── DATA PROVIDED

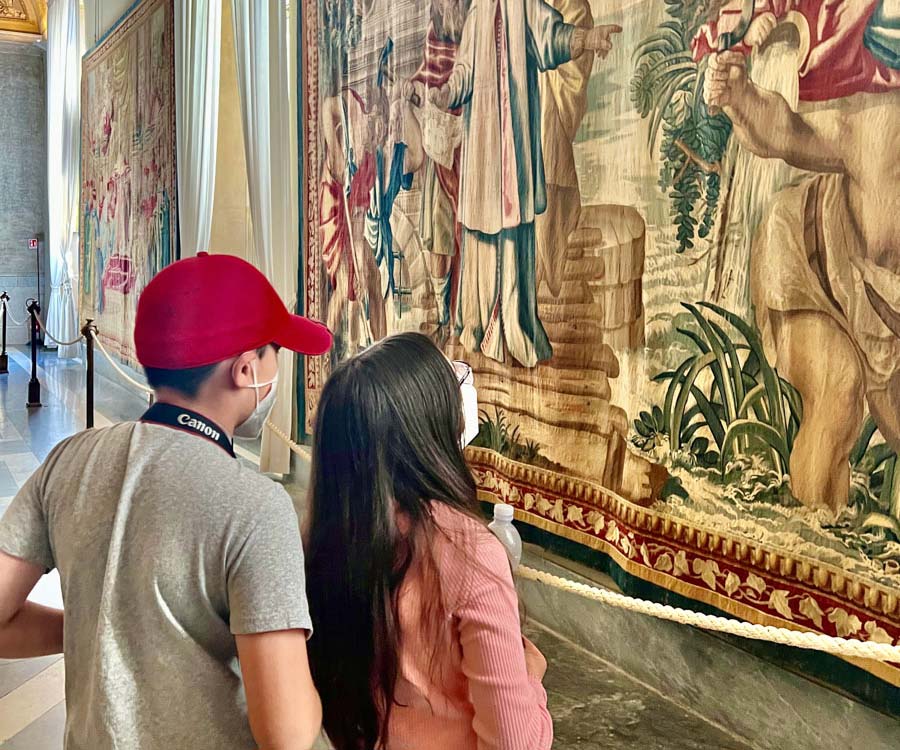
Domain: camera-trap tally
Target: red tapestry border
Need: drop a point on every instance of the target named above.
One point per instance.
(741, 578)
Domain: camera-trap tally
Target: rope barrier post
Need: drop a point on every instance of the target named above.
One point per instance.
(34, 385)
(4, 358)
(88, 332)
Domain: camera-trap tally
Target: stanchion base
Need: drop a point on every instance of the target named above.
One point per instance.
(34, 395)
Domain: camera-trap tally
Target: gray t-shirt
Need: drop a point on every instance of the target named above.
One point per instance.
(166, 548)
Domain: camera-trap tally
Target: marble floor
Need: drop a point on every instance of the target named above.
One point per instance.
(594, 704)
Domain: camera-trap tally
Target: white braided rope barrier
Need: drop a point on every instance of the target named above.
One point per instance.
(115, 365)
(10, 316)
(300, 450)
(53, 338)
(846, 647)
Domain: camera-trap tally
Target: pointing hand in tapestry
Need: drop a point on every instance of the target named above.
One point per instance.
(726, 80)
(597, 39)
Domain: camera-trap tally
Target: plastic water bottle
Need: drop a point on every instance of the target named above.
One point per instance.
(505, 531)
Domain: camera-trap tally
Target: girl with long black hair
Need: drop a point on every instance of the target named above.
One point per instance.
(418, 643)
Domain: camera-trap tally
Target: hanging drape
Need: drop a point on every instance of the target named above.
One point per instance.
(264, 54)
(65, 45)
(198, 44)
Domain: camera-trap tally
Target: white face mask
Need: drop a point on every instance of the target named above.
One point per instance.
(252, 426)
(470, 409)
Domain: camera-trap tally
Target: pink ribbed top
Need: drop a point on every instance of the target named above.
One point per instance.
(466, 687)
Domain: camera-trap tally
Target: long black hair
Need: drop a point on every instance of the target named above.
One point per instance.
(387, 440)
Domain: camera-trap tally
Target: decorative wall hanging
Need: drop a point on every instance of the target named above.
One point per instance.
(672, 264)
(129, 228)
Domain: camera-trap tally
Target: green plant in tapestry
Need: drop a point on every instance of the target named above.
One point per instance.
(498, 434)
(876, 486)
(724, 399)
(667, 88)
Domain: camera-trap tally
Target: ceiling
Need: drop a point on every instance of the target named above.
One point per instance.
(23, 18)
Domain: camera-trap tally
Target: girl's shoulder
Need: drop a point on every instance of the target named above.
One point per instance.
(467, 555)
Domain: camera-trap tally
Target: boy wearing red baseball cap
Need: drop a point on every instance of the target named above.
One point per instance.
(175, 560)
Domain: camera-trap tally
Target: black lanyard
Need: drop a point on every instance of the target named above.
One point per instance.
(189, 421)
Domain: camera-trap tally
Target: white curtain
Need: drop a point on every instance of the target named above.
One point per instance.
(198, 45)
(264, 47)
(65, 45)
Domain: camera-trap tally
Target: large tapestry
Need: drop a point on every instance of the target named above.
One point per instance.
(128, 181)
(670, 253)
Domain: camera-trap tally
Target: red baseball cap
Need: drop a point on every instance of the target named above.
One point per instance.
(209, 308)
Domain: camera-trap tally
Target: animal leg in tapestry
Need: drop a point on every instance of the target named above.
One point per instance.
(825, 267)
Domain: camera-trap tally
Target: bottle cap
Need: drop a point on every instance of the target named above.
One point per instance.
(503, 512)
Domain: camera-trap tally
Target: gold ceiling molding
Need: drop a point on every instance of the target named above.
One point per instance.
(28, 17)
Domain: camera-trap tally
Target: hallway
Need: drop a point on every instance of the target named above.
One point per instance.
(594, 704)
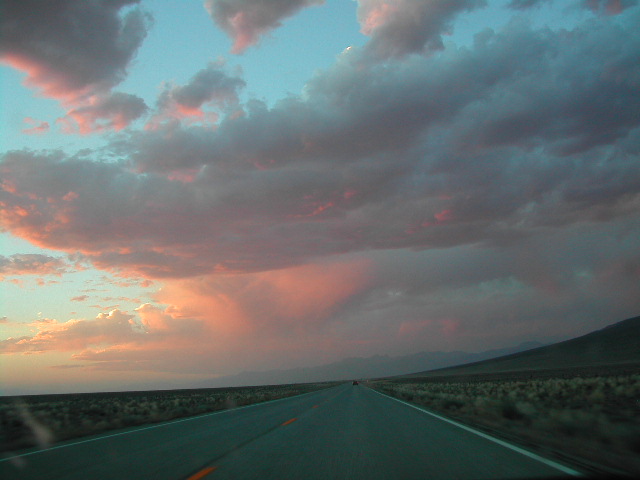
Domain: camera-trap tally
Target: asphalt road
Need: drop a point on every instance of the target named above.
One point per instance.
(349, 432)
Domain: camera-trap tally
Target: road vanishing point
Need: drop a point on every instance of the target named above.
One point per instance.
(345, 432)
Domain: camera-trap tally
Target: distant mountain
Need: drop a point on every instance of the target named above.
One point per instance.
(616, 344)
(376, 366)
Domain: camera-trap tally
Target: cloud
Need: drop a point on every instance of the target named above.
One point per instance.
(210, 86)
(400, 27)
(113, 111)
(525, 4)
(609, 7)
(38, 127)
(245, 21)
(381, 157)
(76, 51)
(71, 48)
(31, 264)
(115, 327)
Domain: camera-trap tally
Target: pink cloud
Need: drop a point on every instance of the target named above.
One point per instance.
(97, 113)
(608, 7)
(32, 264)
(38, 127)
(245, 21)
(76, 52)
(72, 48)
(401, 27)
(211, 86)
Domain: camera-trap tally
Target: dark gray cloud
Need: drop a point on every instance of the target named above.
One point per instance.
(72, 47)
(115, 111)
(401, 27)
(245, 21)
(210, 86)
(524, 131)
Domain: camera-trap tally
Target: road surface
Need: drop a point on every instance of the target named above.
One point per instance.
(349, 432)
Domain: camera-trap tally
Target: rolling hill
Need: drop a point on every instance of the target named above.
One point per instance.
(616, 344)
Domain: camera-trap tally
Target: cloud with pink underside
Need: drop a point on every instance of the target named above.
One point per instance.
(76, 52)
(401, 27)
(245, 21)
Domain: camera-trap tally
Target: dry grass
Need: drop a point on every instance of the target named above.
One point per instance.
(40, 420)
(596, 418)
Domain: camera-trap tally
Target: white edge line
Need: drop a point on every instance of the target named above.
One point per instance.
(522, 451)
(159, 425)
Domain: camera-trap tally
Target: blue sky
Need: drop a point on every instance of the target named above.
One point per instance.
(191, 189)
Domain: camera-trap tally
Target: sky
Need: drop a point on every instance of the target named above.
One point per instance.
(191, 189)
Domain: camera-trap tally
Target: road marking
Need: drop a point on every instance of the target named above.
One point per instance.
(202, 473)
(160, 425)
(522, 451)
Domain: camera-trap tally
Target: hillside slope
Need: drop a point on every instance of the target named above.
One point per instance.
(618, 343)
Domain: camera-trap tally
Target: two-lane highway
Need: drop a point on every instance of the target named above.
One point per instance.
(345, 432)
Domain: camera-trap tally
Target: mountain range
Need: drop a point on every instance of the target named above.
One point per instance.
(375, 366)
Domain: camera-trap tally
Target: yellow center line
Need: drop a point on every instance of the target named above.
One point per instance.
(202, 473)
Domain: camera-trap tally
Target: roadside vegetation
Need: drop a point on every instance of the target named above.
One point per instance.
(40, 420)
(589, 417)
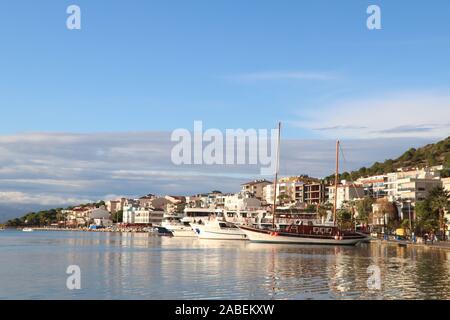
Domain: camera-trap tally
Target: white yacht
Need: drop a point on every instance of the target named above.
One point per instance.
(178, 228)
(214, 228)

────
── DATA PROVIDED

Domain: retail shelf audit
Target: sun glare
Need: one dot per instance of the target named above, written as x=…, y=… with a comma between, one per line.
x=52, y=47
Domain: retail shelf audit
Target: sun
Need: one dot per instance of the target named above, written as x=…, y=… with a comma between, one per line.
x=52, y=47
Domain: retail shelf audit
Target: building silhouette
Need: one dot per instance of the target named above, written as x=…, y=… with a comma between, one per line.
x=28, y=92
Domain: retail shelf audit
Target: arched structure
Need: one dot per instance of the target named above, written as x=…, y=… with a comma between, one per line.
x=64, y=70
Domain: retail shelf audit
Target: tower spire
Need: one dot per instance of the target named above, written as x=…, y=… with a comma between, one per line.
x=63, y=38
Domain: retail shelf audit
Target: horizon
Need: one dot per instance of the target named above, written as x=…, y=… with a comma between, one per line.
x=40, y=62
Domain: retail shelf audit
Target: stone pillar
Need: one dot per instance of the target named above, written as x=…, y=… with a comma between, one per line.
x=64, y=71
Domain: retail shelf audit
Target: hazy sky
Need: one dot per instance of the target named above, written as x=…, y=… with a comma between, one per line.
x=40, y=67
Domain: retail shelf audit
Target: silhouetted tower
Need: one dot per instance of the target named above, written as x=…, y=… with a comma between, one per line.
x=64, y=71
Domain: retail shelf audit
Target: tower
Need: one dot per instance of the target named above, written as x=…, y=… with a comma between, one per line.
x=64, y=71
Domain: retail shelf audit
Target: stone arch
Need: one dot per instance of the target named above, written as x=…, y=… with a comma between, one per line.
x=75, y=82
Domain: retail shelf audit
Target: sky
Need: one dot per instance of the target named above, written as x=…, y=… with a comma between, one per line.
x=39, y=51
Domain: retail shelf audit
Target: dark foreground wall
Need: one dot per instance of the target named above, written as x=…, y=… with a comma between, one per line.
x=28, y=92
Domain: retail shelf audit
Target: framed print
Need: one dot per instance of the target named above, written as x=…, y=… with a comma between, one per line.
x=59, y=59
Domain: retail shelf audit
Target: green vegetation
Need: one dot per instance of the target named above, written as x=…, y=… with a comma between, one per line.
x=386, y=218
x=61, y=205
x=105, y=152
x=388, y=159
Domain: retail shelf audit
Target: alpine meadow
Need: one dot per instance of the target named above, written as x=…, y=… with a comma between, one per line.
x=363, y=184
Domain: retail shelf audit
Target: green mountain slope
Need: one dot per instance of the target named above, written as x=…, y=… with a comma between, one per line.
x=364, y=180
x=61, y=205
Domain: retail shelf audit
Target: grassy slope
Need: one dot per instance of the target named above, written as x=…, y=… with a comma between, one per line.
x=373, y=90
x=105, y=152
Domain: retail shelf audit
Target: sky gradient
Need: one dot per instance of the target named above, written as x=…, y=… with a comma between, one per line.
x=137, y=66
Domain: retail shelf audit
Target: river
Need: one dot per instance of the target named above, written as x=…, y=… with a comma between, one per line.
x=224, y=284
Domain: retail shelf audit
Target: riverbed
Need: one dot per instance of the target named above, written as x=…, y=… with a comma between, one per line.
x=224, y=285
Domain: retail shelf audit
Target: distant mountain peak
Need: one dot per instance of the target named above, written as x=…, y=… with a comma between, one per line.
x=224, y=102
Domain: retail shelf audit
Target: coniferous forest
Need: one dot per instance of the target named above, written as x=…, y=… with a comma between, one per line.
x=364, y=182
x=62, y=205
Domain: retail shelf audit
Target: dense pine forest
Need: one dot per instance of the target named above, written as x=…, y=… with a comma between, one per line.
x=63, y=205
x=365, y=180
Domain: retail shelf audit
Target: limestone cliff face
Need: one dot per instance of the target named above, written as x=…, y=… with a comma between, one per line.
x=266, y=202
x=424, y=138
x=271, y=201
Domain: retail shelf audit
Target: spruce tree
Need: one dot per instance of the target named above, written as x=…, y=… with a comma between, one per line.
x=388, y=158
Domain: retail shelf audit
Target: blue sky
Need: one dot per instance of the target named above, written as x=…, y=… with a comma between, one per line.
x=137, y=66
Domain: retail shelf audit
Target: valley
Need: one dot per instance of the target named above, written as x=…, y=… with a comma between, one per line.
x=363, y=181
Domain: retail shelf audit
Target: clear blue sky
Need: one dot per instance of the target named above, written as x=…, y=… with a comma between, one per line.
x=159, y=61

────

#### TASK ITEM:
Show a copy of each line from the records above in which the string "hair" occurs.

#### TASK RESULT:
Target: girl with long black hair
Target: long black hair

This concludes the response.